### Work instructions
a) Answer these from the passage on web analytics metrics:
(i) Who first enunciated the classification, according to the passage, and at what event?
(ii) Which of the three categories includes the referring domain as an example?
(iii) What advantage of the structure does the passage list?
b) Pick up the passage on web analytics metrics after its last sentence and carry it forward.

### Passage given
══════

I believe this classification was first enunciated by Alex Langhshur at eMetrics Toronto (2008). It’s worth expanding upon.

Consider the following classification for web analytics metrics:

  • Pre-Click Metrics
  • On-Site Metrics
  • Post-Click Metrics

To unpack that:

  • Pre-Click Metrics refer to all activities that led to a visit to a digital owned property. (E.G. paid search keywords, referring domain, any traditional spend)
  • On-Site Metrics refer to all the activities that can be observed on the site. (E.G. Visits to specific pages, graph analysis / path analysis, time spent on site, and a host of very specific things like the nebulous world of engagement.)
  • Post-Click Metrics refer to all the activities that occur after the visit. (E.G. Money getting transferred to your bank account, an email address getting opted-in by the user, and even the nebulous world of recommending the service to a friend.)

The advantages of this structure include:

  • A clear, simple, linear chain of causality from beginning to end.

══════

### Stored data
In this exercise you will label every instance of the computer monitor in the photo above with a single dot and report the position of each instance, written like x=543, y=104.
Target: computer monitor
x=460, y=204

══════

### Solved problems
a)
(i) Alex Langhshur, at eMetrics Toronto (2008).
(ii) Pre-Click Metrics.
(iii) A clear, simple, linear chain of causality from beginning to end.

b)
  • Enables the separation of the On-Site metrics as its own intermediate variable.
  • Enables clean segmentation among visitor attributes: returning visitor, returning customer, geography, and so on.

The disadvantages of this structure include:

  • Is too linear, since it does not explicitly call out the impact of repeat visitation.
  • Is too linear, as it does not highlight the importance of loyalty and retention.
  • Is too linear, as it does not highlight the interplay between bricks and clicks.

If you draw an arrow from Post-Click back to Pre-Click, you can get a nice cycle going. There’s no reason not to. It just complicates the classification.



I’m Christopher Berry.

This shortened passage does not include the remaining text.